### Records for this exercise:
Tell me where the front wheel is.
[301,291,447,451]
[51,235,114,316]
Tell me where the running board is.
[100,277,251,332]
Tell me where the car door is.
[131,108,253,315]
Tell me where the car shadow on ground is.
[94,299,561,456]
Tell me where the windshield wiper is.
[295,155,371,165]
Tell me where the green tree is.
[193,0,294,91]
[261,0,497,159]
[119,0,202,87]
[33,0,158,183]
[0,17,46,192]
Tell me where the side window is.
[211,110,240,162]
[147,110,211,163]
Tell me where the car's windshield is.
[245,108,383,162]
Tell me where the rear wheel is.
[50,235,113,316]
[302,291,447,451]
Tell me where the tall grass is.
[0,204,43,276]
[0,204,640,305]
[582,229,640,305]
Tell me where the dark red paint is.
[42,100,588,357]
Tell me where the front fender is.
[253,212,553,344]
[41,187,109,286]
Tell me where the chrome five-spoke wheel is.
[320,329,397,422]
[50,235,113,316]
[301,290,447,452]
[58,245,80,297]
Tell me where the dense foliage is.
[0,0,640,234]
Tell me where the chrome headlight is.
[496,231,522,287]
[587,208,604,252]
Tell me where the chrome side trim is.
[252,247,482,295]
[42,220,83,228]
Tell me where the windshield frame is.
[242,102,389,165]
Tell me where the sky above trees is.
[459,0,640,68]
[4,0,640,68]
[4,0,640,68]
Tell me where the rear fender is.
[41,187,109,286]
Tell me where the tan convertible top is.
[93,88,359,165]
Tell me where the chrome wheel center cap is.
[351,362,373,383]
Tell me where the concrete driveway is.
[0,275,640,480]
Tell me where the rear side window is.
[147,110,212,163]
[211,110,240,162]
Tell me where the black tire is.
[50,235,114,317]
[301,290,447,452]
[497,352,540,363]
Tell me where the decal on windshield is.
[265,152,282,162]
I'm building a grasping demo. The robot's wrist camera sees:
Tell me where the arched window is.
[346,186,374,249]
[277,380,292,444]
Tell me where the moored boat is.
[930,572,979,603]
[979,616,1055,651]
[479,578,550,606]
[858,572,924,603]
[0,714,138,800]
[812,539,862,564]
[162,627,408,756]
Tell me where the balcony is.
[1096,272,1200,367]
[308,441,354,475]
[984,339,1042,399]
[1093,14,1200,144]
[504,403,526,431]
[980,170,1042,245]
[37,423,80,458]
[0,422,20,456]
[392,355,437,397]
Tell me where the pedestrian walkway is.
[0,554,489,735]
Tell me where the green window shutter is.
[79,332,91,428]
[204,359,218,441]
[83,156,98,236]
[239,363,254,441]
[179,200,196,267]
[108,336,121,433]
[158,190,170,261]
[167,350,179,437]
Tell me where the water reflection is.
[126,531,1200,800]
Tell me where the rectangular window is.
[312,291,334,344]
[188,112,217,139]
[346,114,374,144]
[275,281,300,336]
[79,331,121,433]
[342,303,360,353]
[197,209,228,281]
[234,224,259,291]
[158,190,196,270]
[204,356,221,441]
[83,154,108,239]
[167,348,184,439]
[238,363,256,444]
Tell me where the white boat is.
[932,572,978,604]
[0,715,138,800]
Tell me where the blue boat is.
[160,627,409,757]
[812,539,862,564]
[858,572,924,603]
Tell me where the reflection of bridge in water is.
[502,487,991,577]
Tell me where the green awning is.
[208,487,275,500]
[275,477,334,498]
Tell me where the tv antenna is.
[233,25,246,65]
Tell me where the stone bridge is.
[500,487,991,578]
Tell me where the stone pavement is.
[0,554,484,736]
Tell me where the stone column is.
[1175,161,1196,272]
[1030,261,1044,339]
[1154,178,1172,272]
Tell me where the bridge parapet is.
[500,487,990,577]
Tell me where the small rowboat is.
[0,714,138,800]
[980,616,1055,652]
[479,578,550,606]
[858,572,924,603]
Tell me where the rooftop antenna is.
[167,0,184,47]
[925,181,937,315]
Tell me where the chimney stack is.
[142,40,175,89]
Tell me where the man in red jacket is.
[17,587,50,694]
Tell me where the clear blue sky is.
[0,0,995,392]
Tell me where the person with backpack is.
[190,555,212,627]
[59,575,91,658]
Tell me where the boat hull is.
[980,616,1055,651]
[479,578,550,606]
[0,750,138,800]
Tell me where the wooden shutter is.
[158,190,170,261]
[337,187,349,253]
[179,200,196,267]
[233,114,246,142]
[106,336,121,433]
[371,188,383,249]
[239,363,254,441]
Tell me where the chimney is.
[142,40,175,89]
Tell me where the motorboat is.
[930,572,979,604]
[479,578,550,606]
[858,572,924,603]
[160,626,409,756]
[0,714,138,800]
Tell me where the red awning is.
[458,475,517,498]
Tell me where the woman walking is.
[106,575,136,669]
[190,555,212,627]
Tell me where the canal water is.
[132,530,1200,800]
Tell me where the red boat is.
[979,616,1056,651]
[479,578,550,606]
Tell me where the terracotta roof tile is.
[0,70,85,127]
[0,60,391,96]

==

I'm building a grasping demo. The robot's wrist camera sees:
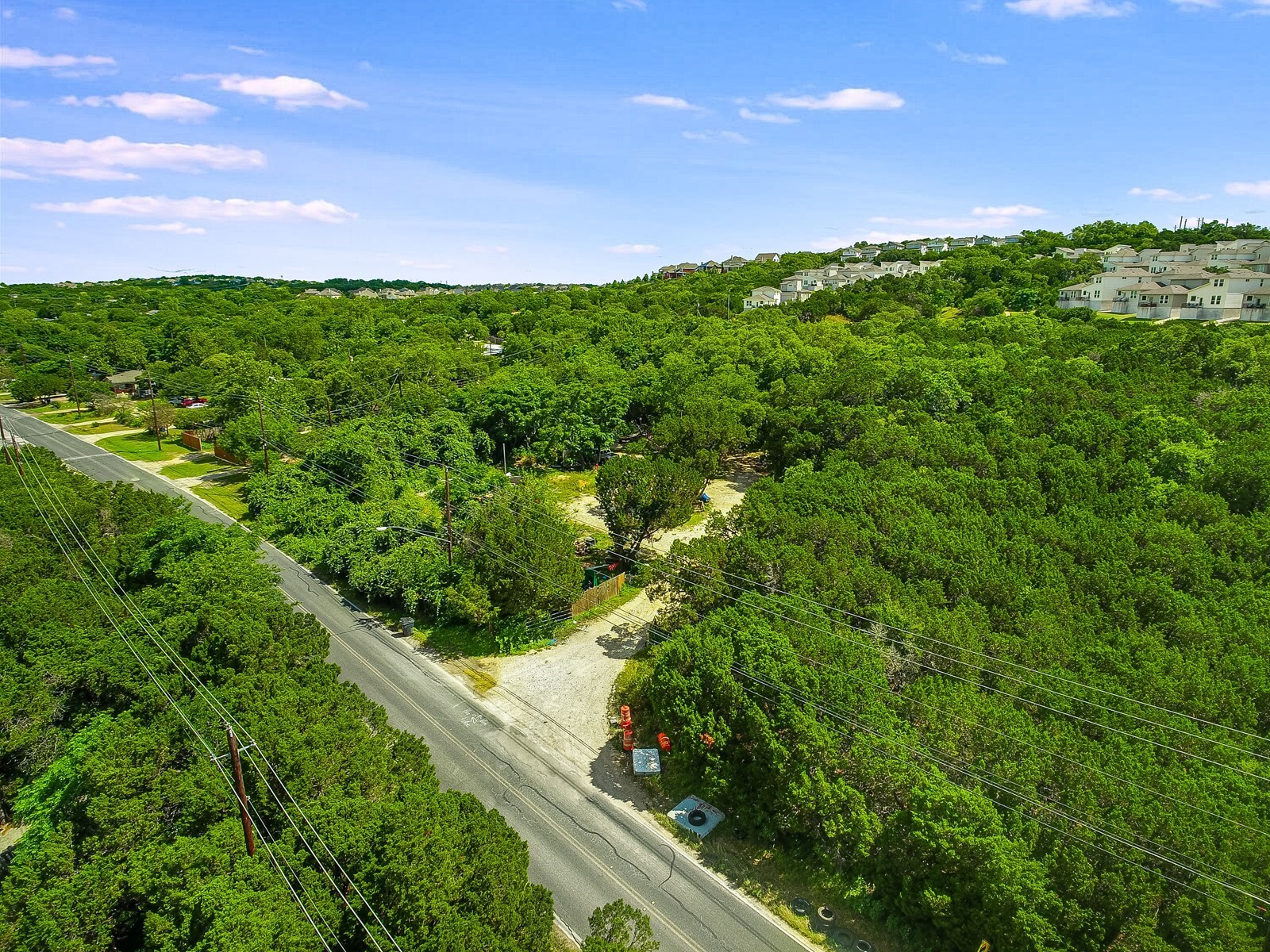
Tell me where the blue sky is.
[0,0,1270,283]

### What is required:
Resize the rows starting at the line containing "Tell me where the pedestrian walkway is." and ending at the line containing "[1154,178,1172,272]", both ends included. Write out every one of those lines again, requests as well, with each bounding-box coordinate multiplied by 1.5 and rounded to a whole number, halves rounding up.

### Output of the task:
Tell me where the pedestrian walkway is.
[0,831,734,1103]
Tell me where the green window shutter is.
[119,498,137,642]
[306,539,327,662]
[125,234,147,354]
[359,545,381,662]
[269,300,294,401]
[162,504,182,650]
[237,285,255,392]
[251,525,269,656]
Tell me where the water reflection is.
[189,797,1800,1200]
Tell me where the rectangular window is.
[468,437,501,516]
[282,168,326,209]
[519,171,561,216]
[413,422,450,504]
[119,497,182,650]
[513,455,540,530]
[296,314,342,422]
[351,336,389,437]
[237,285,294,405]
[306,534,332,662]
[125,231,162,359]
[251,522,276,659]
[357,545,384,666]
Tell me where the white boat is.
[1398,858,1467,906]
[0,1073,207,1200]
Tell me where the blue boat is.
[240,941,614,1136]
[1218,809,1293,846]
[1287,858,1386,905]
Tell me where the reflection of bridge in water is.
[753,731,1487,866]
Tell me where the green awning is.
[312,731,413,750]
[413,716,501,747]
Tell me where the tv antenna is.
[350,38,369,98]
Tell me where the stone bridge is.
[750,731,1487,867]
Tell me where the stone pavement is.
[0,831,726,1104]
Tell me where the stone column is.
[1763,242,1794,408]
[1545,392,1566,509]
[1731,267,1758,408]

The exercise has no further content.